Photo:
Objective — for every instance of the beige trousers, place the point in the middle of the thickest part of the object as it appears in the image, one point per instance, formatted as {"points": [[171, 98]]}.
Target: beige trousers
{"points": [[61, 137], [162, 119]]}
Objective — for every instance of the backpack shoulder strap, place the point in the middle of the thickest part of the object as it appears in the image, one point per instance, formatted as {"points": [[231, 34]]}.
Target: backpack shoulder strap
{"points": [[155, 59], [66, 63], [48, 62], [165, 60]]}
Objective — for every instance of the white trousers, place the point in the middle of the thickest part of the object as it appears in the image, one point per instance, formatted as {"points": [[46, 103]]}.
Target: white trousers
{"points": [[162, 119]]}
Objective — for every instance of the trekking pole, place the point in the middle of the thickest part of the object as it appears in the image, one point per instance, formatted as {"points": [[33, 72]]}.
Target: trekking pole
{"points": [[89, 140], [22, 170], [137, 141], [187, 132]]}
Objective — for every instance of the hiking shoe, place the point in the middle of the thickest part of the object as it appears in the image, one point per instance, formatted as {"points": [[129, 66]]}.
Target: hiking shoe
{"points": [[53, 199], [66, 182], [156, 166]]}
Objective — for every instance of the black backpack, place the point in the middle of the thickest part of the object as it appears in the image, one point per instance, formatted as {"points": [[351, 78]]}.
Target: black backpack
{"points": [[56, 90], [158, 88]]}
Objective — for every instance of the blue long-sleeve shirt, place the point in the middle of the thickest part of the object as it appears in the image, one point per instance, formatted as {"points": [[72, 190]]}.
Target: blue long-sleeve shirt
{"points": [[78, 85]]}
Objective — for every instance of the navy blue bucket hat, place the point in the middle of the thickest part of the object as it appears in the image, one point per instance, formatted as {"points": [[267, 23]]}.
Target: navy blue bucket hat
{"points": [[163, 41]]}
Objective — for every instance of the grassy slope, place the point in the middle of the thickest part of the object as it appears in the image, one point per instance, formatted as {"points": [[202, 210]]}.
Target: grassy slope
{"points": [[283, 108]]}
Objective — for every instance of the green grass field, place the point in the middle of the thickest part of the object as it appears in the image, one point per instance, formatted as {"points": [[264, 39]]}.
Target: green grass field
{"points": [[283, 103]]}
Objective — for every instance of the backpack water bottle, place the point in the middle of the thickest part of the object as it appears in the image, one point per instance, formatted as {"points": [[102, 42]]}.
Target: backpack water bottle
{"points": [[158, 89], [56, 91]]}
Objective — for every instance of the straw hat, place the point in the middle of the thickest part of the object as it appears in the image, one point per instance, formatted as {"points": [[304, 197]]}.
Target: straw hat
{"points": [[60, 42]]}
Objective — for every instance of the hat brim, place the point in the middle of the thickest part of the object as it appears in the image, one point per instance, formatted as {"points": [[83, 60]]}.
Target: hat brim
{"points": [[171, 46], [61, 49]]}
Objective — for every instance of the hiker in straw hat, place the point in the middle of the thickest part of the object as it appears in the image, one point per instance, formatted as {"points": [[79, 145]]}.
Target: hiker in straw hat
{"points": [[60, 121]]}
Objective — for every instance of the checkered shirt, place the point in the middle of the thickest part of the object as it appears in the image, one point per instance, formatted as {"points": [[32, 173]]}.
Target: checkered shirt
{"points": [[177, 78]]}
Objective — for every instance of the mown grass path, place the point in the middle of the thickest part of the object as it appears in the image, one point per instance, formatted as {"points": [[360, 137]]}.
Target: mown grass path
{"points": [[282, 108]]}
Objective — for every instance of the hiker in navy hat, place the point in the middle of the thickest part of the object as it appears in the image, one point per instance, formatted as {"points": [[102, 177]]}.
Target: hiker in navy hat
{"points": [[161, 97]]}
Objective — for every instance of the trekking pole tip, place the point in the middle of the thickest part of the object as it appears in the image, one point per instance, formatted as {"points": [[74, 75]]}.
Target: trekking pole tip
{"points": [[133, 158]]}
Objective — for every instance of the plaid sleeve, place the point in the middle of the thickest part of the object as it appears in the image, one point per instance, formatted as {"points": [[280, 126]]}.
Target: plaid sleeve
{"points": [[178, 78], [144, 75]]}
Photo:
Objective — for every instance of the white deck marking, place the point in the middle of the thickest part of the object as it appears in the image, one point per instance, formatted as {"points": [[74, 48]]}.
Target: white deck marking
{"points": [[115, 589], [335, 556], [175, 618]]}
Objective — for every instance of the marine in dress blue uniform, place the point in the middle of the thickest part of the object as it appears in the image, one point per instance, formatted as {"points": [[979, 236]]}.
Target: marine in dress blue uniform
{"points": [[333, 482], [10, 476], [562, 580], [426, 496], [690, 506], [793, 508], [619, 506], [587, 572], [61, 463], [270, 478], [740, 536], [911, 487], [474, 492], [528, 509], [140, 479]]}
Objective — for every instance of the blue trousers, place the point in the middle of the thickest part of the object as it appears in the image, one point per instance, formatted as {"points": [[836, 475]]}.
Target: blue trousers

### What is required
Type the whole listing again, unaltered.

### Exercise solution
Photo:
Objective — for every instance of the beige trousers, place the point in the middle of the thickest part of the object as it appears in the image, one point per instance, formatted as {"points": [[171, 98]]}.
Target: beige trousers
{"points": [[61, 137], [162, 119]]}
Objective — for every instance of the backpack shoulder strap, place the point in the middle of the thickest part of the object as it appears in the image, one point per instance, formatted as {"points": [[231, 34]]}.
Target: backpack shoulder strap
{"points": [[155, 59], [66, 63], [48, 62], [165, 60]]}
Objective — for every instance of the white trousers, place the point in the middle of the thickest part of the object as it appears in the image, one point per instance, formatted as {"points": [[46, 103]]}.
Target: white trousers
{"points": [[162, 119]]}
Objective — for every instance of the trekking pole, place the point in the middle of the thickest part of the object as it appears in the image, one point per instance, formatted as {"points": [[33, 72]]}.
Target: trekking pole
{"points": [[89, 140], [22, 170], [137, 141], [187, 132]]}
Objective — for every instance of the hiking shoe, place the point in the middle of the thickest part of the object as it appears in the image, one point per instance, formatted as {"points": [[129, 66]]}.
Target: hiking shoe
{"points": [[53, 199], [66, 182], [156, 166]]}
Objective — for every instance of the black backpack, place the point in the middle of the thickest part of the object as it appears in the image, one point per instance, formatted as {"points": [[351, 78]]}.
Target: black backpack
{"points": [[56, 90], [158, 88]]}
Objective — for every instance of the blue long-sleeve shirt, place the point in the middle of the thickest part of the object as it appears in the image, one point per instance, formatted as {"points": [[72, 190]]}.
Target: blue long-sleeve shirt
{"points": [[78, 85]]}
Objective — for every instance of the navy blue bucket hat, place the point in the middle of the thickest part of the object as it appears in the image, one point per instance, formatted as {"points": [[267, 23]]}.
Target: navy blue bucket hat
{"points": [[163, 41]]}
Objective — for every instance of the grassy slope, place the point in the middle of the thickest part of the object as it appears in the image, one point per instance, formatted as {"points": [[202, 210]]}.
Target: grassy slope
{"points": [[283, 108]]}
Objective — for every instance of the green grass field, place the point in the middle of the thickest part of the object as it appears in the image, one point per instance, formatted as {"points": [[264, 39]]}.
Target: green grass field
{"points": [[283, 103]]}
Objective — for every instance of the backpack water bottle, place the point in the middle of the thickest part of the object as it appears in the image, one point per instance, formatted as {"points": [[102, 42]]}.
Target: backpack water bottle
{"points": [[158, 89], [56, 91]]}
Objective — for every instance of the straw hat, place the point in the middle of the thickest part of the object as it appears in the image, one point per instance, formatted as {"points": [[304, 197]]}.
Target: straw hat
{"points": [[60, 42]]}
Objective — for every instance of the hat brim, place the point in the middle of the thickest part of the object as it appears in the image, one point per instance, formatted as {"points": [[83, 60]]}.
Target: hat brim
{"points": [[171, 46], [61, 49]]}
Objective — for every instance of the hiker in straw hat, place the point in the middle of the thickest part of the object as it appears in the image, one point per instance, formatted as {"points": [[79, 145]]}.
Target: hiker in straw hat
{"points": [[60, 121]]}
Objective — for every instance of the checkered shirt, place the point in the middle of the thickest part of the object as it appears in the image, one point per instance, formatted as {"points": [[32, 173]]}.
Target: checkered shirt
{"points": [[177, 78]]}
Objective — for every instance of the mown grass path, place the point in the middle of the thickest part of the object as it appears in the image, one point per instance, formatted as {"points": [[360, 137]]}.
Target: mown grass path
{"points": [[282, 108]]}
Objective — for every instance of the hiker in navy hat, place the point in the middle of the thickest part of the object as it appears in the image, one point per instance, formatted as {"points": [[102, 177]]}.
Target: hiker in navy hat
{"points": [[161, 97]]}
Objective — for every instance of the trekking pole tip, place the point in the middle of the thickest part of the object as it appears in the image, one point per instance, formatted as {"points": [[74, 75]]}.
Target: trekking pole tip
{"points": [[133, 158]]}
Objective — for every instance of the plaid sleeve, place the point in the middle of the thickest part of the object as it appears in the image, one point per instance, formatted as {"points": [[280, 126]]}.
Target: plaid sleeve
{"points": [[178, 78], [144, 75]]}
Photo:
Objective — for every instance of the white deck marking, place the point in the middle of the thickest part of the object as it appears in the image, one point per instance, formatted as {"points": [[74, 48]]}.
Target: white deck marking
{"points": [[115, 589], [335, 556], [175, 618]]}
Objective — for every instance of the marine in dress blue uniform, place the point in the middle of the thickest part of the object as it appears in the image, one point per instance, formatted as {"points": [[979, 236]]}.
Target: marine in dress blue uniform
{"points": [[333, 482], [10, 476], [562, 580], [426, 496], [690, 506], [793, 508], [619, 506], [587, 572], [61, 463], [270, 478], [740, 536], [911, 487], [474, 492], [528, 509], [140, 479]]}
Objective — for every instance of the blue trousers, place the point in the middle of the thickest part of the object as it appears in the image, one point per instance, formatted as {"points": [[836, 475]]}.
Target: blue trousers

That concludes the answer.